_Tujuan Latihan_
Tuliskan bagian berikutnya dari tulisan tentang keterangan saksi sebagai alat bukti dalam KUHAP, dimulai setelah kalimat terakhir yang ditampilkan.

_Cuplikan Dokumen_
━━━━

KETERANGAN SAKSI SEBAGAI ALAT BUKTI YANG SAH DALAM KUHAP

Saksi dalam pengertian sehari-hari adalah mereka yang melihat dan/atau tahu tentang suatu hal atau peristiwa.. Untuk membenarkan pernyataan yang dibuat, tidak jarang kita menyebut orang lain untuk di tanyai kebenaran tentang hal dinyatakan tersebut apabila terdapat keragu-raguan, atau sekedar menguatkan asumsi telah terjadi hal sebagaimana telah dinyatakan oleh orang yang memberikan pernyataan.

Konteks pembicaraan saksi yang dimaksud disini adalah makhluk hidup yakni manusia. Mengapa makhluk hidup lainnya tidak termasuk kedalam konteks saksi adalah disebabkan hewan dan tumbuhan tidak mampu mengkodifikasikan apa yang dilihat dan/atau dirasakannya dalam bentuk bahasa atau berbagai macam kode yang mudah dipahami oleh manusia.
Menurut  Undang-Undang Nomor 8 tahun 1981 tentang Hukum Acara Pidana, atau yang umum disebut dengan KUHAP, saksi adalah orang yang dapat memberikan keterangan guna kepentingan penyidik penuntutan dan peradilan tentang suatu perkara pidana yang ia dengar sendiri, ia lihat sendiri dan ia alami sendiri
Pengertian saksi yang dimaksud oleh KUHAP di atas telah “dirombak” oleh Mahkamah Konstitusi melalui  putusan MK Nomor 65/PUU-VIII/2010, sehingga pemaknaan saksi dalam KUHAP, tidak melulu tentang apa yang dilihat sendiri, didengar sendiri, dan dia alami sendiri, namun harus dimaknai pula “orang yang dapat memberikan keterangan dalam rangka penyidikan, penuntutan, dan peradilan suatu tindak pidana yang tidak selalu ia dengar sendiri, ia lihat sendiri dan ia alami sendiri”.
Keterangan saksi termasuk sebagai alat bukti dalam hukum acara pidana Indonesia, hal tersebut berdasarkan Pasal 184 KUHAP ayat (1), yang dimaksud dengan Alat bukti yang sah adalah:
a.Keterangan saksi;
b.Keterangan ahli;
c.Surat;
d.Petunjuk;
e.Keterangan terdakwa;
Berdasarkan Pasal tersebut, yang menjadi alat bukti dalam hukum acara pidana Indonesia adalah keterangan saksi, bukan saksi itu sendiri. Hal ini penting terkait apabila salah satu saksi meninggal dunia, sementara saksi yang dapat dihadirkan misalnya hanya dua, sehingga hanya satu saksi saja yang masih hidup, maka hal tersebut tidak sekonyong-konyong menyebabkan alat bukti menjadi kurang. (penjelasan mengenai batas alat bukti dalam hukum acara pidana Indonesia akan diterangkan selanjutnya pada artikel ini)

━━━━

_Data Tercatat_
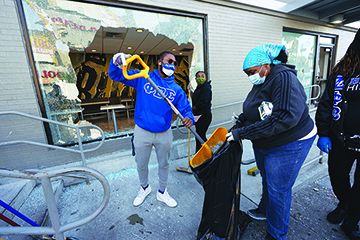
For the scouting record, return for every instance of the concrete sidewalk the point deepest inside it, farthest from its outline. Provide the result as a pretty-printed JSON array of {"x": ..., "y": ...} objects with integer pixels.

━━━━

_Hasil Latihan_
Oleh karena keterangan saksi yang bernilai sebagai alat bukti, maka saksi melalui serangkaian pemeriksaan (biasanya dengan pertanyaan-pertanyaan), diambil keterangannya oleh penyidik maupun pengadilan, kemudian setelah keterangan itu diberikan, maka saksi tidak terikat lagi dengan jalannya acara penyidikan atau persidangan, atau dapat melanjutkan kegiatannya masing-masing.
KUHAP juga memperbolehkan penyampaian keterangan saksi tanpa harus dilakukan di hadapan persidangan. Pasal 162 KUHAP menyebutkan:
jika saksi sesudah memberi keterangan dalam penyidikan meninggal dunia atau karena halangan yang sah tidak dapat hadir di siding atau tidak dipanggil karena jauh tempat kediaman atau tempat tinggalnya atau karena sebab lain yang berhubungan dengan kepentingan Negara, maka keterangan yang telah diberikannya itu dibacakan”.
Pada dasarnya, meskipun sedemikian banyak yang bersaksi dalam pemeriksaan pembuktian, apabila keterangannya tidak berkualitas atau tidak dapat membuat terang suatu tindak pidana, maka hal tersebut merupakan bentuk ketidakpastian hukum. Oleh karena itu, KUHAP menyelaraskan antara kuantitas dengan kualitas dari saksi.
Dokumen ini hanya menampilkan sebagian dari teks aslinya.